AI Engine Implementation - 2025.2 English - XD100

Vitis Tutorials: AI Engine Development (XD100)

Document ID
XD100
Release Date
2025-12-05
Version
2025.2 English

One of the key parameters impacting the amount of computation required for evaluating the softmax function is the number of classes. For the example presented here, 2048 classes are used to represent the output nodes of a neural network. Since data is in bfloat16 floating-point format, the floating-point vector unit of the AI Engine, shown in the following figure, is required. The floating-point multiply unit is designed to process vectors with 16 lanes, so softmax computation is designed to accommodate a SIMD factor of 16.

• _DATA PROVIDED_:
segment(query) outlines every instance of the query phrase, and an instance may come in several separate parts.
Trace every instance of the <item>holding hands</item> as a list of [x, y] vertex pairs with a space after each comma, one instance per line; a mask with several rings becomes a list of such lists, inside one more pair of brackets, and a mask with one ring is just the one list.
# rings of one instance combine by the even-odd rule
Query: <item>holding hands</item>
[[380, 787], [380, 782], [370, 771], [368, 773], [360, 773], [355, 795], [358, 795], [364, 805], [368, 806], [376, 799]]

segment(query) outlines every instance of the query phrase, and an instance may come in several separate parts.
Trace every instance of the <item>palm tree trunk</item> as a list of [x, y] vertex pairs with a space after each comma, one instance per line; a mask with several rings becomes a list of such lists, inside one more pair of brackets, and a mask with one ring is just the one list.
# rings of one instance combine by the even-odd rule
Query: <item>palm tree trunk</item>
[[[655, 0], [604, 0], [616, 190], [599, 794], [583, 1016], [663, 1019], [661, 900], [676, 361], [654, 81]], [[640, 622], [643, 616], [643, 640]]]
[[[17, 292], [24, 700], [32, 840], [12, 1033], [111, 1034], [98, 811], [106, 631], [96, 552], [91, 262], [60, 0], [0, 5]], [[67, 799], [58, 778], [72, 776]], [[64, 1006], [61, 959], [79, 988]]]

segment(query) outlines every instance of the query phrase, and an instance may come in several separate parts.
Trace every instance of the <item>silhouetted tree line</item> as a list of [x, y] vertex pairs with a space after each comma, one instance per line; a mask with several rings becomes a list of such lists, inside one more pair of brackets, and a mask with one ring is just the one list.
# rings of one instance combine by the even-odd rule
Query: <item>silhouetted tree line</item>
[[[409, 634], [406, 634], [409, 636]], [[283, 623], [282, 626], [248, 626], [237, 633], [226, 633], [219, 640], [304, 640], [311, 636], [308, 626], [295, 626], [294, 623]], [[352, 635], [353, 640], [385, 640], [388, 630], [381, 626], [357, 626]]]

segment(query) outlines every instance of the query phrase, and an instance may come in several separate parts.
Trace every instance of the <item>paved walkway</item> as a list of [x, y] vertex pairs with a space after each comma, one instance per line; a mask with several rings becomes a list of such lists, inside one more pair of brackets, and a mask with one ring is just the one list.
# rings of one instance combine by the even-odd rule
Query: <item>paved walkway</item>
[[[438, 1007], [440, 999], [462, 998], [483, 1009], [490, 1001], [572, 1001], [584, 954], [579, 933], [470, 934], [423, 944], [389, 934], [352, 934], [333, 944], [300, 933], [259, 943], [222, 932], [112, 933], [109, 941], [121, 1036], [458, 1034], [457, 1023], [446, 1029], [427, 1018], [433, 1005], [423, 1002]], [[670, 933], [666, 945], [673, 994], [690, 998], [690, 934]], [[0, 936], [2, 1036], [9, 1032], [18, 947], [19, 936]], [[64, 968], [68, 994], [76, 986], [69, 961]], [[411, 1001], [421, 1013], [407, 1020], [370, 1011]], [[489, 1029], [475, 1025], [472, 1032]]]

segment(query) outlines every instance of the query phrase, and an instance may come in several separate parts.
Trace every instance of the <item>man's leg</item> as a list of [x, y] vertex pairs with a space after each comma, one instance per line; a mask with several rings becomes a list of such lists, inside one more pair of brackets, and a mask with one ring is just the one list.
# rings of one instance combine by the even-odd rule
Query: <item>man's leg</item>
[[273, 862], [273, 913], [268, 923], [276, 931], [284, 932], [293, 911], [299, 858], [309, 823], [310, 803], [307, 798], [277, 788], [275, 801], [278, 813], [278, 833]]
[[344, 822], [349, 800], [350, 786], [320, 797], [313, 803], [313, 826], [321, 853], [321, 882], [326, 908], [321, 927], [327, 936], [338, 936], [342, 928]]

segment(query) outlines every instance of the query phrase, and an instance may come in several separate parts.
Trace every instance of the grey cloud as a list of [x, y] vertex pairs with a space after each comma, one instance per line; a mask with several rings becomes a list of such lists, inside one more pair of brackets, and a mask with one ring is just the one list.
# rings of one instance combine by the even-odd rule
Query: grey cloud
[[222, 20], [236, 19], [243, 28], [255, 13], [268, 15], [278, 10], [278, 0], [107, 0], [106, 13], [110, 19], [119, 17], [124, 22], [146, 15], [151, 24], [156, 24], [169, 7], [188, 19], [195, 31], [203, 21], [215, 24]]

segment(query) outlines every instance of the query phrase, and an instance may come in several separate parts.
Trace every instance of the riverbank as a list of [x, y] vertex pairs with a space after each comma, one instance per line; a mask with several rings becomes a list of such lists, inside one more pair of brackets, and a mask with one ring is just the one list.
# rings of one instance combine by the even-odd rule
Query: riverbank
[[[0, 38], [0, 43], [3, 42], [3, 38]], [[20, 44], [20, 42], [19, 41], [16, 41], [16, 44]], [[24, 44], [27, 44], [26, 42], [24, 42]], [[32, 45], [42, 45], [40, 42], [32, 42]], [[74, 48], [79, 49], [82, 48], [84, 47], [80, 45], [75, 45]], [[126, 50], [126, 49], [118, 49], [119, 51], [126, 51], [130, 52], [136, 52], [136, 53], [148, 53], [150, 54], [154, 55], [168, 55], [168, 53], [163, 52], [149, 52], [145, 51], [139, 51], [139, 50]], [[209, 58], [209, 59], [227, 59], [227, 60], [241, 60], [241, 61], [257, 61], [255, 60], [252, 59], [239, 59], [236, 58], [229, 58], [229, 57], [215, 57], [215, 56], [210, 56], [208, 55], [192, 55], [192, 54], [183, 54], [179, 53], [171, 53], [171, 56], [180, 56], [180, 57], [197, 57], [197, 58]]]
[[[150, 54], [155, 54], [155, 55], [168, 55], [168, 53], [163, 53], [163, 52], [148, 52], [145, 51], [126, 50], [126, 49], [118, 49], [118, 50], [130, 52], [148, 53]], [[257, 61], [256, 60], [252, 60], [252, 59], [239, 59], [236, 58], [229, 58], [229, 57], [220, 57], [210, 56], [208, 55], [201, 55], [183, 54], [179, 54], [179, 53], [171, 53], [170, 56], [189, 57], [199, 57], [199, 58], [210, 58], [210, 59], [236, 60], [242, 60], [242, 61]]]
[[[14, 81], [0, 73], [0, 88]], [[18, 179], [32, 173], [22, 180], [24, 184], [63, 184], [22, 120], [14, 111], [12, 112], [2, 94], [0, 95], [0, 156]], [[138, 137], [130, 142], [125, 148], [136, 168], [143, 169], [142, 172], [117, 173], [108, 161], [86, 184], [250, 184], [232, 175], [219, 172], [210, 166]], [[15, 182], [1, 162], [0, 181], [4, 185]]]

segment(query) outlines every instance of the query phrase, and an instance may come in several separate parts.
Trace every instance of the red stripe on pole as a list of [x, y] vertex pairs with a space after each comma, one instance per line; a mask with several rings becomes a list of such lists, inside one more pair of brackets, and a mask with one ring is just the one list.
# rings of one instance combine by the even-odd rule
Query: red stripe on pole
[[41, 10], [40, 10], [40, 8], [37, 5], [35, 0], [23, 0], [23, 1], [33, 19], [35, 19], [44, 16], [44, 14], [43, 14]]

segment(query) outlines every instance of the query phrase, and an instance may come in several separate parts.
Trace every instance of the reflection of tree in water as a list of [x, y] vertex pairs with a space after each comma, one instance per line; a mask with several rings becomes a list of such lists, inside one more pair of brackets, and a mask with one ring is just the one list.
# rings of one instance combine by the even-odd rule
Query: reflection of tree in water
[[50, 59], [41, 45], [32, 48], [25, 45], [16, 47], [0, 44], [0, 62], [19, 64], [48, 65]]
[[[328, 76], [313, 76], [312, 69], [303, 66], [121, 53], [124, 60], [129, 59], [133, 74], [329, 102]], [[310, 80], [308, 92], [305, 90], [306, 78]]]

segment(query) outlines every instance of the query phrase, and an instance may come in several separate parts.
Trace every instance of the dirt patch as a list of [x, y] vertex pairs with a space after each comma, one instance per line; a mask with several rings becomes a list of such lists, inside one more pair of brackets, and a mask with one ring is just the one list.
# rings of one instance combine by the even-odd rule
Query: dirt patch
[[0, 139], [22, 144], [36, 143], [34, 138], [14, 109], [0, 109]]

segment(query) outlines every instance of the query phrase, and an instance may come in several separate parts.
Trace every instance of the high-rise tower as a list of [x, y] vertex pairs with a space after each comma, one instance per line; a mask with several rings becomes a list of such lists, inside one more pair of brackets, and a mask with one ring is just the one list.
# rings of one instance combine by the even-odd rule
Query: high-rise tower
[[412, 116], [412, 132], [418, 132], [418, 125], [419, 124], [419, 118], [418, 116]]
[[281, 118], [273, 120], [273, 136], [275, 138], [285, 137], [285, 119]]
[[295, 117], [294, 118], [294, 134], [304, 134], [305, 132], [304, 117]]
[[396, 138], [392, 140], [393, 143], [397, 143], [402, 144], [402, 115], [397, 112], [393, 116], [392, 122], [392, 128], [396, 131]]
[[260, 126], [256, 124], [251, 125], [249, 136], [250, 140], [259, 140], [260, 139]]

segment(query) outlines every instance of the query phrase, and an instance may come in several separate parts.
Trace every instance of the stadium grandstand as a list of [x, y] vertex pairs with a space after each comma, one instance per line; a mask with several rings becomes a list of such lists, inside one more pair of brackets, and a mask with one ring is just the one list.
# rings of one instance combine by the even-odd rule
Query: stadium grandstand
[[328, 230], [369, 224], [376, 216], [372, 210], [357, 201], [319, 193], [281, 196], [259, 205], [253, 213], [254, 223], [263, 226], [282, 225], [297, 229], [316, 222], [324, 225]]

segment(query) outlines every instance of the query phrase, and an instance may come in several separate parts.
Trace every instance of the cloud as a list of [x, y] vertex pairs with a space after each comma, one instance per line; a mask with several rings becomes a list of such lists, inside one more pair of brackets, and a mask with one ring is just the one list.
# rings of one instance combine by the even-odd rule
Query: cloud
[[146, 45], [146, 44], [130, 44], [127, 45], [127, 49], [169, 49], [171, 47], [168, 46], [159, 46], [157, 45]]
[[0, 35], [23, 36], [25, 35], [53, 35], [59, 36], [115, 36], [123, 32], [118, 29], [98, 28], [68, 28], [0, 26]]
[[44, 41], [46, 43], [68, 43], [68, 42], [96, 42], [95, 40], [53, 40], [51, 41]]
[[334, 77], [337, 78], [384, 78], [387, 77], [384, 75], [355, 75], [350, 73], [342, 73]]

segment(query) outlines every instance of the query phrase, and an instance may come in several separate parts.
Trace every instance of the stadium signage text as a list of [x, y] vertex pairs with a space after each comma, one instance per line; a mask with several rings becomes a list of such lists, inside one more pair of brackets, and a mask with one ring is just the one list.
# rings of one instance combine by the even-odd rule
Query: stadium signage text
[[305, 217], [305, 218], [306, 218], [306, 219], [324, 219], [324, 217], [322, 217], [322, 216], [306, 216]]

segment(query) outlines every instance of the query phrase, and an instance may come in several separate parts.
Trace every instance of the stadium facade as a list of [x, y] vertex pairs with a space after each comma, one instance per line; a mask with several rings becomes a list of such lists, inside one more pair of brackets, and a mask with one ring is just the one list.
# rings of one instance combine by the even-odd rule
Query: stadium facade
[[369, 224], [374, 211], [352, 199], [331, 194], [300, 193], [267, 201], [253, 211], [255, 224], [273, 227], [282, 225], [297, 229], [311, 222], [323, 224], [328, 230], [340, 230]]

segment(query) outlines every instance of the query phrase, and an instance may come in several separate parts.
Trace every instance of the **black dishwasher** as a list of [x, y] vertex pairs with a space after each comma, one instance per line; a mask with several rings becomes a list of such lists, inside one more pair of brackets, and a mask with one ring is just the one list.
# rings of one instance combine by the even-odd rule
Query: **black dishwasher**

• _TASKS TO COMPLETE_:
A. Summarize the AI Engine softmax passage in two sentences.
B. Locate and copy every line of the entries that contains the string "facade". Case counts.

• _COMPLETE ANSWERS_:
A. The number of classes is a key parameter in how much computation the softmax function needs, and this example uses 2048 classes for a neural network's output nodes. Because the data is in bfloat16 floating-point format, the AI Engine's floating-point vector unit is required, and since its multiply unit processes 16-lane vectors, the softmax computation is designed for a SIMD factor of 16.

B.
Trace every instance of the stadium facade as a list of [x, y] vertex pairs with a space after each comma, one instance per line; a mask with several rings becomes a list of such lists, inside one more pair of brackets, and a mask with one ring is just the one list.
Query: stadium facade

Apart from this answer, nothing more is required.